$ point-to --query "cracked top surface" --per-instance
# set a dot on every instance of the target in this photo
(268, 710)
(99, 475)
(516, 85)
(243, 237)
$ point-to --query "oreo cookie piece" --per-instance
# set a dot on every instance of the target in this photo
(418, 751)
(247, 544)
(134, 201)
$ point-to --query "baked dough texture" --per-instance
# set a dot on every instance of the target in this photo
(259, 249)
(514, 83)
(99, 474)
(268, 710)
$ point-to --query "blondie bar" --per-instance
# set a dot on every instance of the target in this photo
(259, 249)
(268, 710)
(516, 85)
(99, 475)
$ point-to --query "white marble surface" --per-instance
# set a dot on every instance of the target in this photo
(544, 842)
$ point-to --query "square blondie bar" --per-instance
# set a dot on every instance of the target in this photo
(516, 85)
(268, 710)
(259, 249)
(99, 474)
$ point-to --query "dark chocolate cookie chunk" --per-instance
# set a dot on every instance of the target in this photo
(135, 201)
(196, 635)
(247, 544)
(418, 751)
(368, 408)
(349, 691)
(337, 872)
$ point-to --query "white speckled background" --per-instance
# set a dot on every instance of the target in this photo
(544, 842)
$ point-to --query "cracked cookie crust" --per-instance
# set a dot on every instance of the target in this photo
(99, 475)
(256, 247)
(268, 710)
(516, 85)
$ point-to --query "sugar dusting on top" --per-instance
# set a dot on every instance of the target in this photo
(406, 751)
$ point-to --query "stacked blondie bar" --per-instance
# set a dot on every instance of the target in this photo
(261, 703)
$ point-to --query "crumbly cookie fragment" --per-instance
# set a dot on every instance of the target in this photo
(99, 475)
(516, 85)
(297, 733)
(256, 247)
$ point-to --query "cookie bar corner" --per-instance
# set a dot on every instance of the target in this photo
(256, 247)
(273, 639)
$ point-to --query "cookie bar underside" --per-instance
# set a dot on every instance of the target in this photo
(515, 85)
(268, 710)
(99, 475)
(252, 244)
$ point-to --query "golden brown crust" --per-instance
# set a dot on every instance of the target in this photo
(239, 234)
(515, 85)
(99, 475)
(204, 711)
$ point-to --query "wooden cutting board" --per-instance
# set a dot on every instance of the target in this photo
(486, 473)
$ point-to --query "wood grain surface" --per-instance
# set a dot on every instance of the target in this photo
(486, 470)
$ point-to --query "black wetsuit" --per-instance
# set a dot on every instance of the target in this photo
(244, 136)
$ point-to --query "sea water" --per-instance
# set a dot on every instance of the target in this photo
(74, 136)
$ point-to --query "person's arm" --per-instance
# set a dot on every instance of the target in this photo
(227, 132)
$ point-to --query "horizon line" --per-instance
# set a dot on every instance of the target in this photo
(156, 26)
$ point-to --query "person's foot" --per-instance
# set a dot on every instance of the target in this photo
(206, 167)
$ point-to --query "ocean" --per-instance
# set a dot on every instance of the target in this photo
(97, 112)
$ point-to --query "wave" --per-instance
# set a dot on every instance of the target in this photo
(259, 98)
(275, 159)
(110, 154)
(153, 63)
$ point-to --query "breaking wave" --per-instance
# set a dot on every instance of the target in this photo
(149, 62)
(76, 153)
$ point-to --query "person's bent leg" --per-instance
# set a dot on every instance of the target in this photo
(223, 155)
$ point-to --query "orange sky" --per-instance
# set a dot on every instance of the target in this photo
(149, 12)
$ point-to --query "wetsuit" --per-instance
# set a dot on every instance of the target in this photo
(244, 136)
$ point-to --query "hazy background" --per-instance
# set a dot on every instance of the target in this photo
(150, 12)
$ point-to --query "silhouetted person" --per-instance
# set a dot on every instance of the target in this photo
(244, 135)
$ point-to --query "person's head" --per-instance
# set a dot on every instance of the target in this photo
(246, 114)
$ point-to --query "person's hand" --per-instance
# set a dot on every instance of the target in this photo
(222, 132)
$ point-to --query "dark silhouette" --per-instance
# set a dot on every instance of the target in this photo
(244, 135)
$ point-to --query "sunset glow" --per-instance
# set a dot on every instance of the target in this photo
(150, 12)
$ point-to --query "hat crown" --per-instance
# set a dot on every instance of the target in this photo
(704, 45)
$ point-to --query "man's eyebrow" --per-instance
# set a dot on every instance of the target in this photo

WHAT TO WORK ON:
Retype all of the material, keeping each line exact.

ANSWER TO THIS EXERCISE:
$ point-to --query "cracked top surface" --per-instance
# set a dot on every instance of the target in this photo
(268, 710)
(99, 475)
(516, 85)
(243, 237)
$ point-to --query "oreo cookie piece" --per-instance
# set a dot on every instance of the target in this photo
(418, 751)
(247, 544)
(134, 201)
$ point-to --query "baked dough texture" --per-instance
# set a dot on every instance of the target in this photo
(259, 249)
(514, 83)
(99, 474)
(268, 710)
$ point-to --query "blondie bar" --per-instance
# set a dot on every instance of the target in this photo
(259, 249)
(268, 710)
(516, 85)
(99, 475)
$ point-to --query "white marble surface" --per-instance
# set a dot on every instance of the target in this photo
(544, 842)
$ point-to --query "square blondie bar" --per-instance
# set a dot on every instance of the target in this photo
(516, 85)
(268, 710)
(259, 249)
(99, 474)
$ point-to --query "dark chocolate cookie chunk" --per-instance
# set a dot on every instance of the target in this photo
(135, 201)
(196, 635)
(247, 544)
(418, 751)
(368, 408)
(349, 691)
(337, 872)
$ point-to --query "white speckled background" --per-instance
# set a dot on every instance of the target in this photo
(544, 842)
$ point-to --query "cracked cookie crust" --per-instance
# set a dot on every instance of the target in this photo
(99, 475)
(256, 247)
(268, 710)
(516, 85)
$ point-to --query "sugar dusting on top" --per-instance
# set a dot on every instance of the target in this photo
(406, 751)
$ point-to --query "stacked blondie bar" --per-instance
# set a dot on every instance of the target in this photo
(261, 703)
$ point-to --query "crumbly cookie fragment" --per-instance
# set a dot on every instance of the target in this photo
(99, 475)
(516, 85)
(297, 733)
(256, 247)
$ point-to --query "cookie bar corner" --per-instance
# set a dot on every instance of the target in this photo
(256, 247)
(273, 639)
$ point-to --query "cookie bar underside" --per-instance
# set a dot on every instance of the target in this photo
(515, 85)
(268, 710)
(99, 475)
(252, 244)
$ point-to --query "golden brown crust" --per-instance
# set a dot on every instance of the target in this photo
(239, 234)
(515, 85)
(99, 475)
(204, 711)
$ point-to --query "wooden cutting board" --per-instance
# set a dot on every instance of the target in this photo
(486, 473)
$ point-to --query "wood grain surface" --per-instance
# set a dot on every instance of the target in this photo
(486, 470)
$ point-to --query "black wetsuit" --per-instance
# set a dot on every instance of the target in this photo
(244, 136)
$ point-to --query "sea water" --per-instance
# set a dot on every instance of the target in this photo
(74, 136)
$ point-to --query "person's arm" --per-instance
# set a dot on every instance of the target in this photo
(227, 132)
$ point-to --query "horizon line" --per-instance
# set a dot on every instance of the target in this photo
(156, 26)
$ point-to --query "person's foot" --per-instance
# set a dot on every instance of the target in this photo
(206, 167)
$ point-to --query "ocean" --per-instance
# set a dot on every instance of the target in this photo
(97, 112)
$ point-to --query "wave" --per-instance
# set a dot on every instance of the target in this photo
(259, 98)
(275, 159)
(110, 154)
(153, 63)
$ point-to --query "breaking wave" --per-instance
# set a dot on every instance of the target in this photo
(149, 62)
(76, 153)
$ point-to --query "person's bent leg" --per-instance
# set a dot on every instance of the target in this photo
(223, 155)
$ point-to --query "orange sky" --per-instance
# set a dot on every instance of the target in this photo
(149, 12)
$ point-to --query "wetsuit" --per-instance
# set a dot on every instance of the target in this photo
(244, 136)
$ point-to --query "hazy background" --per-instance
# set a dot on every instance of the target in this photo
(150, 12)
$ point-to --query "silhouetted person" --per-instance
# set a dot on every instance of the target in this photo
(244, 135)
$ point-to --query "person's head" --per-instance
# set a dot on every instance of the target in this photo
(246, 114)
$ point-to --query "person's hand" --per-instance
# set a dot on every instance of the target in this photo
(222, 132)
$ point-to --query "dark silhouette" --per-instance
# set a dot on every instance of the target in this photo
(244, 135)
$ point-to --query "sunset glow" --per-instance
# set a dot on every instance of the target in this photo
(150, 12)
$ point-to --query "hat crown" --per-instance
# set a dot on every instance of the target in this photo
(704, 45)
$ point-to --query "man's eyebrow" --per-instance
# set a dot on every instance of the target in this photo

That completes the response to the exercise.